> _REQUIREMENT_: Reproduce the rows below, starting with the line containing "locate: boy's ear" and continuing through the last row, with the requests included. Shift every coordinate in the answers up by 141, and leave the requests and their sample coordinates unchanged.

== DATA TO PROCESS

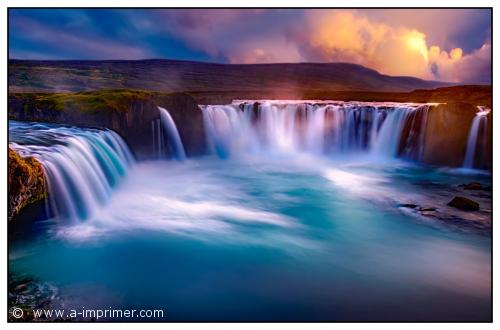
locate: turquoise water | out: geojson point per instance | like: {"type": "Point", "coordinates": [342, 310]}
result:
{"type": "Point", "coordinates": [269, 238]}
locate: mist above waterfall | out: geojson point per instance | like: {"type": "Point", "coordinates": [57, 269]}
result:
{"type": "Point", "coordinates": [82, 166]}
{"type": "Point", "coordinates": [320, 128]}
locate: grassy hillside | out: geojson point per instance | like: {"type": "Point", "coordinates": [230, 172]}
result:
{"type": "Point", "coordinates": [180, 76]}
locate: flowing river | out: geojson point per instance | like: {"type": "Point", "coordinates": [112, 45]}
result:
{"type": "Point", "coordinates": [281, 222]}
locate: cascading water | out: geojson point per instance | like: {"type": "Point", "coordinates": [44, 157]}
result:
{"type": "Point", "coordinates": [81, 166]}
{"type": "Point", "coordinates": [386, 130]}
{"type": "Point", "coordinates": [170, 137]}
{"type": "Point", "coordinates": [476, 141]}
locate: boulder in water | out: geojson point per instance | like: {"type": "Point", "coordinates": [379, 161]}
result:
{"type": "Point", "coordinates": [427, 209]}
{"type": "Point", "coordinates": [473, 186]}
{"type": "Point", "coordinates": [408, 205]}
{"type": "Point", "coordinates": [464, 203]}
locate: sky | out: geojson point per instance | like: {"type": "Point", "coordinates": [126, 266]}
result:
{"type": "Point", "coordinates": [435, 44]}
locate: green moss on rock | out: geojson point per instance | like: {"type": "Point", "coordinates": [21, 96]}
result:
{"type": "Point", "coordinates": [26, 182]}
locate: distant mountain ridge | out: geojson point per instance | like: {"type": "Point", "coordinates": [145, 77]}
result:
{"type": "Point", "coordinates": [179, 76]}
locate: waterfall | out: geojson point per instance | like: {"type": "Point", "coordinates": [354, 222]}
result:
{"type": "Point", "coordinates": [478, 136]}
{"type": "Point", "coordinates": [334, 128]}
{"type": "Point", "coordinates": [171, 136]}
{"type": "Point", "coordinates": [81, 166]}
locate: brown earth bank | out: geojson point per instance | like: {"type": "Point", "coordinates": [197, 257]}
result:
{"type": "Point", "coordinates": [129, 113]}
{"type": "Point", "coordinates": [473, 94]}
{"type": "Point", "coordinates": [180, 76]}
{"type": "Point", "coordinates": [447, 132]}
{"type": "Point", "coordinates": [26, 182]}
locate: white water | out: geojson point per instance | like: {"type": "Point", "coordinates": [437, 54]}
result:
{"type": "Point", "coordinates": [171, 135]}
{"type": "Point", "coordinates": [81, 165]}
{"type": "Point", "coordinates": [317, 128]}
{"type": "Point", "coordinates": [477, 135]}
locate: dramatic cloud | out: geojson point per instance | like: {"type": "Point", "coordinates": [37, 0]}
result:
{"type": "Point", "coordinates": [441, 44]}
{"type": "Point", "coordinates": [331, 36]}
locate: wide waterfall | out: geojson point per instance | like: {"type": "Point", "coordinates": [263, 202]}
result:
{"type": "Point", "coordinates": [334, 128]}
{"type": "Point", "coordinates": [81, 166]}
{"type": "Point", "coordinates": [476, 142]}
{"type": "Point", "coordinates": [166, 137]}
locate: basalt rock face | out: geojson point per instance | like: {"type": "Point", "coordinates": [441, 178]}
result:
{"type": "Point", "coordinates": [129, 113]}
{"type": "Point", "coordinates": [25, 181]}
{"type": "Point", "coordinates": [446, 133]}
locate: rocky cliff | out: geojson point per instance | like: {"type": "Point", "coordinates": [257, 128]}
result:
{"type": "Point", "coordinates": [26, 182]}
{"type": "Point", "coordinates": [129, 113]}
{"type": "Point", "coordinates": [446, 134]}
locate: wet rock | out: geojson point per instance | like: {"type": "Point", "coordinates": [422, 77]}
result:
{"type": "Point", "coordinates": [427, 209]}
{"type": "Point", "coordinates": [25, 181]}
{"type": "Point", "coordinates": [409, 205]}
{"type": "Point", "coordinates": [474, 186]}
{"type": "Point", "coordinates": [464, 203]}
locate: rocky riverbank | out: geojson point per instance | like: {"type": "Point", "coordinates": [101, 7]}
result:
{"type": "Point", "coordinates": [26, 182]}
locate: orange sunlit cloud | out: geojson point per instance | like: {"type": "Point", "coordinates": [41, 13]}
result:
{"type": "Point", "coordinates": [348, 36]}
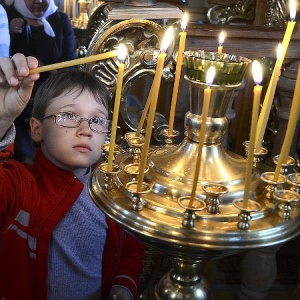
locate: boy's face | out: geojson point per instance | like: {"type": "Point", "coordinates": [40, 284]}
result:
{"type": "Point", "coordinates": [73, 149]}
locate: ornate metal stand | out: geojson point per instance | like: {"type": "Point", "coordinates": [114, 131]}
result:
{"type": "Point", "coordinates": [159, 220]}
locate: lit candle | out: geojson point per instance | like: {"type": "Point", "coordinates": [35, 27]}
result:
{"type": "Point", "coordinates": [268, 100]}
{"type": "Point", "coordinates": [257, 74]}
{"type": "Point", "coordinates": [221, 41]}
{"type": "Point", "coordinates": [74, 6]}
{"type": "Point", "coordinates": [144, 114]}
{"type": "Point", "coordinates": [154, 96]}
{"type": "Point", "coordinates": [75, 62]}
{"type": "Point", "coordinates": [181, 48]}
{"type": "Point", "coordinates": [293, 118]}
{"type": "Point", "coordinates": [289, 28]}
{"type": "Point", "coordinates": [122, 52]}
{"type": "Point", "coordinates": [205, 108]}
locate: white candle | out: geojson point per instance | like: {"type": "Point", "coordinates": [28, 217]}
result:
{"type": "Point", "coordinates": [205, 108]}
{"type": "Point", "coordinates": [181, 48]}
{"type": "Point", "coordinates": [154, 96]}
{"type": "Point", "coordinates": [122, 53]}
{"type": "Point", "coordinates": [257, 74]}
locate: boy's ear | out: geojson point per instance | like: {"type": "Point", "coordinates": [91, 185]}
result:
{"type": "Point", "coordinates": [36, 130]}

====

> _RESPONSE TO THIS EXERCISE_:
locate: boy's ear | out: geojson point per instance | like: {"type": "Point", "coordinates": [91, 185]}
result:
{"type": "Point", "coordinates": [177, 271]}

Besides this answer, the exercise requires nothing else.